Provided records.
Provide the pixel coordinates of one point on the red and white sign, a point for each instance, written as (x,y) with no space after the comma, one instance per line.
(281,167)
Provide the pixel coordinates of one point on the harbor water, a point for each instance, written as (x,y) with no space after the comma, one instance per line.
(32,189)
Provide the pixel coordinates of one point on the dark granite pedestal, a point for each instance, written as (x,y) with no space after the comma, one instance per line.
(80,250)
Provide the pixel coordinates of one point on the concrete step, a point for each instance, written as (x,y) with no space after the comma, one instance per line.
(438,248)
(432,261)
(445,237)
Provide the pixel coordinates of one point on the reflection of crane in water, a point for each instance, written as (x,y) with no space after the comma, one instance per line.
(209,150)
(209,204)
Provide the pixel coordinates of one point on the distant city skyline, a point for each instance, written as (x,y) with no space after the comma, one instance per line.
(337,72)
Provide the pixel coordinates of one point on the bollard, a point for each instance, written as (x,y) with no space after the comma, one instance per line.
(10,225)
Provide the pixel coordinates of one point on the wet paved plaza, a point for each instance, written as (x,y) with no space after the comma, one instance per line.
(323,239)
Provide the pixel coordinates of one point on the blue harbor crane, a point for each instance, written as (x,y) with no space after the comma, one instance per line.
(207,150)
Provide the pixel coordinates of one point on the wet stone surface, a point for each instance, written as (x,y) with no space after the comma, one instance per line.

What this task involves.
Please output the entire listing exactly as it stands.

The result.
Provide the pixel coordinates of one point on the red and white sign, a point for each instance, written as (x,y) with no space after the comma, one instance per line.
(281,167)
Provide the pixel coordinates of one point on the harbor water, a point for each instance, written as (x,y) with no space after the comma, one instance per line.
(32,189)
Provide the pixel coordinates of one point on the dark granite pedestal, a point for each instance, written as (x,y) with no space after the comma, one instance per line.
(80,250)
Provide the pixel coordinates of one point on the concrete step, a point for each instance, written as (x,y) with no space after the comma, one instance per line.
(438,248)
(432,261)
(445,237)
Provide the pixel coordinates of one point on the reflection of crane in water, a point for each instance, written as (x,y) with no space after the comma, one instance per line.
(209,150)
(209,204)
Provide the pixel coordinates of one point on the distant city skyline, a point for each instance, written as (x,y) with no space after the comma, one instance per line.
(337,72)
Provide the pixel coordinates of one point on the bollard, a point for each instance, written as (x,y) with no space after the comma, one instance per line.
(10,225)
Provide the pixel coordinates of one point on the wet paved plaza, a point for each instance, written as (x,y) with no space after the comma, one instance per line.
(323,239)
Provide the pixel coordinates of one point on the blue harbor crane, a point for each instance, written as (x,y) with no space after the comma, one instance per line.
(207,150)
Provide the pixel coordinates of one point on the wet stone surface, a point for each instance, written as (x,y) with no space after the comma, one instance per line.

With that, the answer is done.